- DATASET EXCERPTS:
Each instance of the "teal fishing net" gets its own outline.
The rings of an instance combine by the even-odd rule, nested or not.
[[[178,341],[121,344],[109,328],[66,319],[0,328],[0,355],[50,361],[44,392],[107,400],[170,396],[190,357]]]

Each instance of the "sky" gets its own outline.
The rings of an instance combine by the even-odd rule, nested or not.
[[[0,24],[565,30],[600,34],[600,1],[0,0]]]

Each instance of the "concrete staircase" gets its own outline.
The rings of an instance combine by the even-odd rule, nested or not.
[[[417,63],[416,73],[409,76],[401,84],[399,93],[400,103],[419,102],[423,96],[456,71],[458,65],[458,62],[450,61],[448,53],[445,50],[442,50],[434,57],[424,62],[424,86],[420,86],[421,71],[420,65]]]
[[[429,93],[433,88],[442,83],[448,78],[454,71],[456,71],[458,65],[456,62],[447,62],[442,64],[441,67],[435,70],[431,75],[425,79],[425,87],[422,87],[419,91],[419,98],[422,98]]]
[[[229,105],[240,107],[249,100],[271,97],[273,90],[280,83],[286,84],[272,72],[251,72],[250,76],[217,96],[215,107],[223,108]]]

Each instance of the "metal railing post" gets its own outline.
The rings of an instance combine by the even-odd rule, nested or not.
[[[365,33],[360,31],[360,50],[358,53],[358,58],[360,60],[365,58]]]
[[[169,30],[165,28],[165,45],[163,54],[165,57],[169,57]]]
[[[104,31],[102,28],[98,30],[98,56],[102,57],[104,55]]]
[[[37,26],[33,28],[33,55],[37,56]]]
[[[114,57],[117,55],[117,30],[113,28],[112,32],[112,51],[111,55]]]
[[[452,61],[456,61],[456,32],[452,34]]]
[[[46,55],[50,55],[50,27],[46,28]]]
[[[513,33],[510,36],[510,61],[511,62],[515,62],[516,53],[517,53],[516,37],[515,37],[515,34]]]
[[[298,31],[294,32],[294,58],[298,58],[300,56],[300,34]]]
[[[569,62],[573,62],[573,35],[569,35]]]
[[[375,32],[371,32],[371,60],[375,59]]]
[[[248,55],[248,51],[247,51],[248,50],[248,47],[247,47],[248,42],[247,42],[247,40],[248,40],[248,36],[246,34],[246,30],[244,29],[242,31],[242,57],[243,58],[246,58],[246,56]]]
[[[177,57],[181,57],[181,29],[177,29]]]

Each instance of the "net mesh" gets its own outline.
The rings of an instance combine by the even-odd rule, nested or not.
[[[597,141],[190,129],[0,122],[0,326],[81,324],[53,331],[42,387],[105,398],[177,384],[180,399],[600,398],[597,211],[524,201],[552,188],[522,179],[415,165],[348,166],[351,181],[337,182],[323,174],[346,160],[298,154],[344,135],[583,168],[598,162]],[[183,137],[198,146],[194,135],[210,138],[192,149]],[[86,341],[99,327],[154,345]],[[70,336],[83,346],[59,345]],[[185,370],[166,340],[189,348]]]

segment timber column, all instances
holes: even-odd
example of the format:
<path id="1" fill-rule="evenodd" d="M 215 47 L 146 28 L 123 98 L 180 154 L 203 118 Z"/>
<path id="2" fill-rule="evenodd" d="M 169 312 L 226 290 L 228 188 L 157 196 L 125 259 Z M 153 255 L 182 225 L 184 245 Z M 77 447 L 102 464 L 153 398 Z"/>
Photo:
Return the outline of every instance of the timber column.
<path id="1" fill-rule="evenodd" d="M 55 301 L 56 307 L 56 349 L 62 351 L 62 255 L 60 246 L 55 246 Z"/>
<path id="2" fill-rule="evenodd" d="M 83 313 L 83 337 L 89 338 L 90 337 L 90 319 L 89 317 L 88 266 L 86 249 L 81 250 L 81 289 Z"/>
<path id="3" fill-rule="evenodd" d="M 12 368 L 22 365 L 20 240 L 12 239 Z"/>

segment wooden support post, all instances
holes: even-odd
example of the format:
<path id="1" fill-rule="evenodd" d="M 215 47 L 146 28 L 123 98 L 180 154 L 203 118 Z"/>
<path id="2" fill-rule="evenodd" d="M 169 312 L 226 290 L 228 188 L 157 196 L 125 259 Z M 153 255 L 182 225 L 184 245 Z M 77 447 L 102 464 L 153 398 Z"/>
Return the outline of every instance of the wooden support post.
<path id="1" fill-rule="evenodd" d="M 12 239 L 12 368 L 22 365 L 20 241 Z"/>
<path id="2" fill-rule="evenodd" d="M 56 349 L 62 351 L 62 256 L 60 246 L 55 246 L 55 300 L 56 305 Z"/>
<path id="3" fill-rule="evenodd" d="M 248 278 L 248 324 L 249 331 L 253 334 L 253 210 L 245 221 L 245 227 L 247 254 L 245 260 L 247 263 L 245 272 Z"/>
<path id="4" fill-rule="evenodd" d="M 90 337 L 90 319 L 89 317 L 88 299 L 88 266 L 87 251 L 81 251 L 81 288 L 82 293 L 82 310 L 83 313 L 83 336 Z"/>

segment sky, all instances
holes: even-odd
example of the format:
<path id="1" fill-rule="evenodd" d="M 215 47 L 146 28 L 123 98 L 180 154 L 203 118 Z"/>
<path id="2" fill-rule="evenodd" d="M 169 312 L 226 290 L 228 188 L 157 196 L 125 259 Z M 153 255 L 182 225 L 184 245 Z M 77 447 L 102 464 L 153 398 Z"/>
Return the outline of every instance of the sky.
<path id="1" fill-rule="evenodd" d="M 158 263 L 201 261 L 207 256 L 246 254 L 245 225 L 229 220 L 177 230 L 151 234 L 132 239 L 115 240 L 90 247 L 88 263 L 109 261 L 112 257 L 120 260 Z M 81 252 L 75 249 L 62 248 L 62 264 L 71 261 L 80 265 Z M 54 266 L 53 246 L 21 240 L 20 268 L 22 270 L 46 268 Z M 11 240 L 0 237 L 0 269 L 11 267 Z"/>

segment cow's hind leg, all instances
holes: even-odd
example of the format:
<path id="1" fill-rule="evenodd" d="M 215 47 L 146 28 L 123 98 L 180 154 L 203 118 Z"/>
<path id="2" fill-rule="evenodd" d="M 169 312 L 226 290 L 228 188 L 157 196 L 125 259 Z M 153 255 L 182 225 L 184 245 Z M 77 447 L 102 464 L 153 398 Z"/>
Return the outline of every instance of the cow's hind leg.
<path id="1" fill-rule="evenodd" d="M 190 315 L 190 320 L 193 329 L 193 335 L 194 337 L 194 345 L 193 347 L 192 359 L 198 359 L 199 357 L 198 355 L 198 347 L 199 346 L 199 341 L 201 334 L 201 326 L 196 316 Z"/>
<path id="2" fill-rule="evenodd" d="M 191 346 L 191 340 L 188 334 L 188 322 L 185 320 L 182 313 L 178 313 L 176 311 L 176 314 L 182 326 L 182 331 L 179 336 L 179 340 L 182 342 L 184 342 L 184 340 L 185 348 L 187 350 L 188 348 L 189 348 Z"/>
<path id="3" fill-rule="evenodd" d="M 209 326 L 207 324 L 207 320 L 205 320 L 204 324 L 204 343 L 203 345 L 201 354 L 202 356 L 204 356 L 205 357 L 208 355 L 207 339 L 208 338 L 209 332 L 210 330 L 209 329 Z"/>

- GOAL: Reproduce the full listing above verbatim, from its first line to its last, with no changes.

- EXERCISE ANSWER:
Each instance of the "teal fishing net" gets its own outline.
The rings of an instance combine by the even-odd rule, nested or not.
[[[178,341],[121,344],[109,328],[66,319],[0,328],[0,355],[50,361],[44,392],[107,400],[170,396],[190,357]]]

Each instance of the "sky" gets its own outline.
The rings of an instance combine by the even-odd rule, nested or not.
[[[0,24],[565,30],[600,34],[600,1],[0,0]]]

Each instance of the "concrete staircase" gets its own outline.
The rings of an instance combine by the even-odd rule, nested or not.
[[[417,63],[416,73],[409,76],[401,84],[399,93],[400,103],[419,102],[423,96],[456,71],[458,65],[458,62],[450,61],[448,53],[445,50],[442,50],[434,57],[424,62],[424,86],[420,86],[421,71],[420,65]]]
[[[429,93],[433,88],[442,83],[448,78],[454,71],[456,71],[458,65],[456,62],[447,62],[442,64],[441,67],[435,70],[431,75],[425,79],[425,87],[422,87],[419,91],[419,98],[422,98]]]
[[[229,105],[240,107],[249,100],[271,97],[273,90],[280,83],[286,84],[272,72],[251,72],[250,76],[217,96],[215,107],[223,108]]]

Each instance of the "metal railing post" gets its own outline.
The rings of an instance combine by the even-odd rule, nested or not.
[[[365,33],[360,31],[360,50],[358,53],[358,58],[360,60],[365,58]]]
[[[169,30],[165,28],[165,45],[163,54],[165,57],[169,57]]]
[[[104,31],[102,28],[98,30],[98,56],[102,57],[104,55]]]
[[[37,26],[33,28],[33,55],[37,56]]]
[[[114,57],[117,55],[117,30],[113,28],[112,32],[112,51],[111,55]]]
[[[452,61],[456,61],[456,32],[452,34]]]
[[[46,55],[50,55],[50,27],[46,28]]]
[[[513,33],[510,36],[510,61],[511,62],[515,62],[516,53],[517,53],[516,37],[515,37],[515,34]]]
[[[298,31],[294,32],[294,58],[298,58],[300,56],[300,34]]]
[[[569,62],[573,62],[573,35],[569,35]]]
[[[375,32],[371,32],[371,60],[375,59]]]
[[[248,55],[248,51],[247,51],[248,50],[248,47],[247,47],[248,42],[247,42],[247,40],[248,40],[248,36],[246,34],[246,30],[244,29],[242,31],[242,57],[243,58],[246,58],[246,56]]]
[[[177,57],[181,57],[181,29],[177,29]]]

Each instance of the "net mesh" gets its own outline.
The rings of an instance combine by the even-odd rule, nested or not.
[[[597,141],[190,129],[0,122],[0,326],[81,324],[53,331],[42,387],[105,398],[177,384],[180,399],[600,398],[597,211],[524,201],[552,188],[522,179],[415,165],[348,166],[351,181],[337,182],[323,174],[346,160],[298,154],[344,135],[583,168],[598,162]],[[183,137],[198,146],[194,135],[210,138],[192,149]],[[86,341],[99,327],[154,345]],[[70,336],[83,346],[59,345]],[[185,370],[166,340],[189,348]]]

segment timber column, all instances
holes: even-odd
example of the format:
<path id="1" fill-rule="evenodd" d="M 215 47 L 146 28 L 123 98 L 180 154 L 203 118 Z"/>
<path id="2" fill-rule="evenodd" d="M 169 312 L 226 290 L 228 188 L 157 196 L 125 259 Z M 153 255 L 182 225 L 184 245 Z M 77 447 L 102 464 L 153 398 Z"/>
Photo:
Return the outline of every instance of the timber column.
<path id="1" fill-rule="evenodd" d="M 55 301 L 56 307 L 56 349 L 62 351 L 62 255 L 60 246 L 55 246 Z"/>
<path id="2" fill-rule="evenodd" d="M 83 313 L 83 337 L 89 338 L 90 337 L 90 319 L 89 317 L 88 266 L 86 249 L 81 250 L 81 289 Z"/>
<path id="3" fill-rule="evenodd" d="M 12 368 L 22 365 L 20 240 L 12 239 Z"/>

segment wooden support post, all instances
holes: even-odd
example of the format:
<path id="1" fill-rule="evenodd" d="M 215 47 L 146 28 L 123 98 L 180 154 L 203 118 Z"/>
<path id="2" fill-rule="evenodd" d="M 169 312 L 226 290 L 228 188 L 157 196 L 125 259 Z M 153 255 L 182 225 L 184 245 Z M 77 447 L 102 464 L 153 398 Z"/>
Return the outline of every instance of the wooden support post.
<path id="1" fill-rule="evenodd" d="M 12 239 L 12 368 L 22 365 L 20 241 Z"/>
<path id="2" fill-rule="evenodd" d="M 56 349 L 62 351 L 62 256 L 60 246 L 55 246 L 55 300 L 56 305 Z"/>
<path id="3" fill-rule="evenodd" d="M 248 278 L 248 324 L 249 331 L 253 334 L 253 210 L 245 221 L 245 227 L 247 254 L 245 260 L 247 263 L 245 272 Z"/>
<path id="4" fill-rule="evenodd" d="M 90 337 L 90 319 L 89 317 L 88 299 L 88 266 L 87 251 L 81 251 L 81 288 L 82 293 L 82 310 L 83 313 L 83 336 Z"/>

segment sky, all instances
holes: even-odd
example of the format:
<path id="1" fill-rule="evenodd" d="M 215 47 L 146 28 L 123 98 L 180 154 L 203 118 Z"/>
<path id="2" fill-rule="evenodd" d="M 169 312 L 226 290 L 228 188 L 157 196 L 125 259 Z M 153 255 L 182 225 L 184 245 Z M 77 447 L 102 464 L 153 398 Z"/>
Return the outline of every instance of the sky.
<path id="1" fill-rule="evenodd" d="M 158 263 L 201 261 L 207 256 L 246 254 L 245 225 L 229 220 L 177 230 L 151 234 L 132 239 L 115 240 L 90 247 L 88 263 L 109 261 L 112 257 L 120 260 Z M 81 252 L 75 249 L 62 248 L 62 264 L 71 261 L 80 265 Z M 54 266 L 53 246 L 21 240 L 20 268 L 22 270 L 46 268 Z M 11 240 L 0 237 L 0 269 L 11 267 Z"/>

segment cow's hind leg, all instances
holes: even-odd
example of the format:
<path id="1" fill-rule="evenodd" d="M 215 47 L 146 28 L 123 98 L 180 154 L 203 118 Z"/>
<path id="2" fill-rule="evenodd" d="M 169 312 L 226 290 L 228 188 L 157 196 L 125 259 Z M 153 255 L 182 225 L 184 245 Z M 77 447 L 102 464 L 153 398 Z"/>
Return the outline of every instance of the cow's hind leg.
<path id="1" fill-rule="evenodd" d="M 190 315 L 190 320 L 193 329 L 193 335 L 194 337 L 194 345 L 193 347 L 192 359 L 198 359 L 199 357 L 198 355 L 198 347 L 199 346 L 199 341 L 201 334 L 201 326 L 196 316 Z"/>
<path id="2" fill-rule="evenodd" d="M 191 346 L 191 340 L 188 334 L 188 322 L 185 320 L 182 313 L 178 313 L 176 311 L 176 314 L 182 326 L 182 331 L 179 336 L 179 340 L 182 342 L 184 342 L 184 340 L 185 348 L 187 350 L 188 348 L 189 348 Z"/>
<path id="3" fill-rule="evenodd" d="M 209 326 L 207 324 L 207 320 L 205 320 L 204 324 L 204 343 L 203 345 L 201 354 L 202 356 L 204 356 L 205 357 L 208 355 L 207 339 L 208 338 L 209 332 L 210 330 L 209 329 Z"/>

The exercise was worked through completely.